▸ Text shown
>>>

Workers in the public sector are now better protected from work-related accidents and illnesses with the newly issued Joint Memorandum Circular NO.1, series of 2020, of the Civil Service Commission, Department of Health, and Department of Labor and Employment (DOLE).

The said memorandum Circular contains the Occupational Safety and Health Standard for the Public Sector which will cover all officials and employees in the National Government Agencies, State Universities and Colleges, Local Government Units, and Government Owned and Controlled Corporations, with permanent, temporary, or casual status, including job order and contract of service workers, and  institutional and individual contractors.

All government agencies are required to establish their own occupational safety and health (OSH) program, create a safety and health committee and/or special investigation committee, and designate a safety and health officer to ensure that compliance to this guidelines is implemented in their respective workplaces. The budget for the implementation of OSH programs must be included in the agency’s Annual Work and Financial Plan.

The OSH program of government agencies should, at the minimum, include prevention and surveillance for work-related accidents and illnesses, medical services assistance and rehabilitation, health and wellness, and information and education campaigns, Health and wellness in the workplaces may be enhanced with the installation of facilities for recreation, trainings, and day care, as well as lactation rooms for breastfeeding employees. The needs of pregnant women, older workers, differently-abled, and special-needs workers must be considered in the development of work assignments and good working atmosphere.

Adequate and appropriate signages for fire, emergency, danger, and the Globally Harmonized System for Classification and Labelling of Chemicals must be in displayed in strategic places. Facilities for persons with disabilities must be installed as well as adequate and separate comfort rooms and sanitary facilities for male and female employees.  The construction and maintenance of buildings must conform to Rule 1960 of the DOLE’s Occupational Safety and Health Standards (OSHS).

To prevent the exposure of workers to gases, contaminants, and other stressors that can affect health, an indoor air quality management program must be implemented. The handling, and use, and storage of hazardous materials must also be in conformance to the Republic Act No. 6969, Rule 1090 of DOLE’s OSHS, and DOLE Department Order 136 -14, series of 2014.

Good housekeeping must be maintained at all times and provisions for appropriate personal protective equipment (PPEs) must comply with Rule 1080 of DOLE’s OSHS.

<<<

▸ Data shown
>>>

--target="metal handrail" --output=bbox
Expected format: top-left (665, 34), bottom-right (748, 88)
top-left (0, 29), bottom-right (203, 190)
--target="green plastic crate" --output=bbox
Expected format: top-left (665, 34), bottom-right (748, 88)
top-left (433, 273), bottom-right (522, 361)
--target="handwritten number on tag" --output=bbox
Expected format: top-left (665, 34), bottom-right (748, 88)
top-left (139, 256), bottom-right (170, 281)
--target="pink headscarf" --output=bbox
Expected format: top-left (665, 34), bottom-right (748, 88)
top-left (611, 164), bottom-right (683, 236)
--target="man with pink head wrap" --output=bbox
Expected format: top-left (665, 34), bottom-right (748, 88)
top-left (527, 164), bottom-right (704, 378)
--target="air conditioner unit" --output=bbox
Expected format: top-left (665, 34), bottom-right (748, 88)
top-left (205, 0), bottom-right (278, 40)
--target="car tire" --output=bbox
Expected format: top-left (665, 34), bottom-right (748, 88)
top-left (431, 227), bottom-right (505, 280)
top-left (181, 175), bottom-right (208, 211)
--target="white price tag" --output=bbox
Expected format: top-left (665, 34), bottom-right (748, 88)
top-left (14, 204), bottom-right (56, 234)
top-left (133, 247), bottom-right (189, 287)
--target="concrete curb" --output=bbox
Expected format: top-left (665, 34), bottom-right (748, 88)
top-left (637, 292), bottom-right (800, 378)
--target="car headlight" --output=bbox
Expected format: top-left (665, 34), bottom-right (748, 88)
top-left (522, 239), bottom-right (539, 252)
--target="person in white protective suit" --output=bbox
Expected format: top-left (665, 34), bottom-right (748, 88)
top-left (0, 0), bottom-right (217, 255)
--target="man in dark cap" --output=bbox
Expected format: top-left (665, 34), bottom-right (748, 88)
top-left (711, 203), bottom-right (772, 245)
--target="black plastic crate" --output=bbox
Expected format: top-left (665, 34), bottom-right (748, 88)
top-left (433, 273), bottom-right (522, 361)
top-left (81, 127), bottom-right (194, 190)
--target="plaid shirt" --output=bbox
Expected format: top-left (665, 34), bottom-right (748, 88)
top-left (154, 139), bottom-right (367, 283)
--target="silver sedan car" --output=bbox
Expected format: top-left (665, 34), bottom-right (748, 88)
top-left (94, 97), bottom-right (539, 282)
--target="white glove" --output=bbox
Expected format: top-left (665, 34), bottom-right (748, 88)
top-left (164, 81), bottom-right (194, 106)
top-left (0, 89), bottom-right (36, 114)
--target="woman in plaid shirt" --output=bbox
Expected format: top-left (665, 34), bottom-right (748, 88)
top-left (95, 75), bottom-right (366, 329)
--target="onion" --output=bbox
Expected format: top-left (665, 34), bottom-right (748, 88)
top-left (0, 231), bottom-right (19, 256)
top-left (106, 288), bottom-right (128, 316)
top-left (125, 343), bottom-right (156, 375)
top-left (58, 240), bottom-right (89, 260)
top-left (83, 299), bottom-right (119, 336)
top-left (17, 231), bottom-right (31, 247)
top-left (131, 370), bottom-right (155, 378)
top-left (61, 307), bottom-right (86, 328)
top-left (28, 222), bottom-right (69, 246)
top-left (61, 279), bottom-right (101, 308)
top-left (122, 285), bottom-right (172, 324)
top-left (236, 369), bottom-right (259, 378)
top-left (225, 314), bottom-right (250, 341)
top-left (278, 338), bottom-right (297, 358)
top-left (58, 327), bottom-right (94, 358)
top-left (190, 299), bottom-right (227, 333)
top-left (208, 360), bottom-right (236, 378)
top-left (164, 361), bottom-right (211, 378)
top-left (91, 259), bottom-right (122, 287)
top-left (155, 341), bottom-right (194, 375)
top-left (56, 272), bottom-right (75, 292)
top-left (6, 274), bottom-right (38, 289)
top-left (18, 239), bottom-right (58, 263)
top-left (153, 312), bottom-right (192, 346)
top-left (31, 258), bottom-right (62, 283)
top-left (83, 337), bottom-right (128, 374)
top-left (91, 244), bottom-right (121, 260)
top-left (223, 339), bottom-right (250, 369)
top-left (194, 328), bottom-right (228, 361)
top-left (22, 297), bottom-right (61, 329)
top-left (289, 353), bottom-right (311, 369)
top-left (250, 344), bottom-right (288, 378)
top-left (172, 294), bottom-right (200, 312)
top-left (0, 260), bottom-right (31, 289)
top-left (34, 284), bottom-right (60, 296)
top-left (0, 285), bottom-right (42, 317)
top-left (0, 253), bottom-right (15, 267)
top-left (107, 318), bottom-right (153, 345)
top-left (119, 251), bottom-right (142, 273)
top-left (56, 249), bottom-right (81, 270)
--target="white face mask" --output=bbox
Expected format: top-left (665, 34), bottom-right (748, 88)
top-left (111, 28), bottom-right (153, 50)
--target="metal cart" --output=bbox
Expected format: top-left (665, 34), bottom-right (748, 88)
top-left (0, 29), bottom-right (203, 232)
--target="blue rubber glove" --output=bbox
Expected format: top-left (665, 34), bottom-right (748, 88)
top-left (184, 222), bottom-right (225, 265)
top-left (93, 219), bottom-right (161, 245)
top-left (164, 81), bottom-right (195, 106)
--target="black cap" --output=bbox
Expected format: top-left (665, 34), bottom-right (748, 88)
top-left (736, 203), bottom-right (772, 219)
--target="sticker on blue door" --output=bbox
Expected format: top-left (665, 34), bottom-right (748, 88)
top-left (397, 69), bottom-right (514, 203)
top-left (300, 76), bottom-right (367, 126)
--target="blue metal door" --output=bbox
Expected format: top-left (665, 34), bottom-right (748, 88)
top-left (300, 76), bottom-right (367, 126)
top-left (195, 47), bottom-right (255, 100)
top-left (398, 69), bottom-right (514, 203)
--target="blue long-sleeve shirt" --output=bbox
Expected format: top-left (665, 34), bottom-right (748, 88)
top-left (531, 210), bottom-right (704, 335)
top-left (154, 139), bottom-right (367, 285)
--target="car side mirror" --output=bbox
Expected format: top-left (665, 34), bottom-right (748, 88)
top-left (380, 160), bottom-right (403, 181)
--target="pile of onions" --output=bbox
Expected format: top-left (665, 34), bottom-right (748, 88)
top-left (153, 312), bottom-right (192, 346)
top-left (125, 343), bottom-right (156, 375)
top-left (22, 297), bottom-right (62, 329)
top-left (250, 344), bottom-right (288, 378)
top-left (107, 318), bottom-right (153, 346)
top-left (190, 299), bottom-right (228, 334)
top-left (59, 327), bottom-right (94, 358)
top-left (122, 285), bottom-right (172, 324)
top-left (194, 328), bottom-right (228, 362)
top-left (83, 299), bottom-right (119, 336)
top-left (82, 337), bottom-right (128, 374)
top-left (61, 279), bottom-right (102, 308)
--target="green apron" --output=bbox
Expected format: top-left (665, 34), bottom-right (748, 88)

<<<

▸ Prompt 1
Which categories of government entities does the article on the public-sector safety standard say the standard covers?
▸ Prompt 2
Continue the article on the public-sector occupational safety and health standard after its last sentence.
The listing has nothing to do with the article on occupational safety in the public sector.

▸ Written answer 1
National Government Agencies
State Universities and Colleges
Local Government Units
Government Owned and Controlled Corporations

▸ Written answer 2
A risk reduction management system and crisis management plan and contingency program must be established. These plans and programs must include the regular conduct of emergency drills and trainings, provision f emergency supplies such as fire extinguishers, first-aid kits and the designation of first-aiders trained and certified by the Philippine Red Cross, or other accredited first-aid training providers. There should also be a Memorandum of Agreement with the nearest government health facility for cases of medical emergencies.

Government agencies must also implement workplaces policies and programs on medical assistance and benefits, prohibition of smoking, drug-free workplace, and prevention and control of tuberculosis, HIV and AIDS, and Hepatitis B.

Adequate breaks must be provided to prevent exposure of employees to illnesses brought about by prolonged sitting. Agency heads must also allow and adopt flexible work arrangements and ensure strict observance of the Omnibus Rules on Leaves.  

Designated safety officers must undergo OSH trainings to fulfill his/hr responsibilities which include acting as the focal person for implementing OSH programs in the workplace, serving as secretary of the safety and health committee, reporting accidents and coordinating OSH training programs for his/her colleagues.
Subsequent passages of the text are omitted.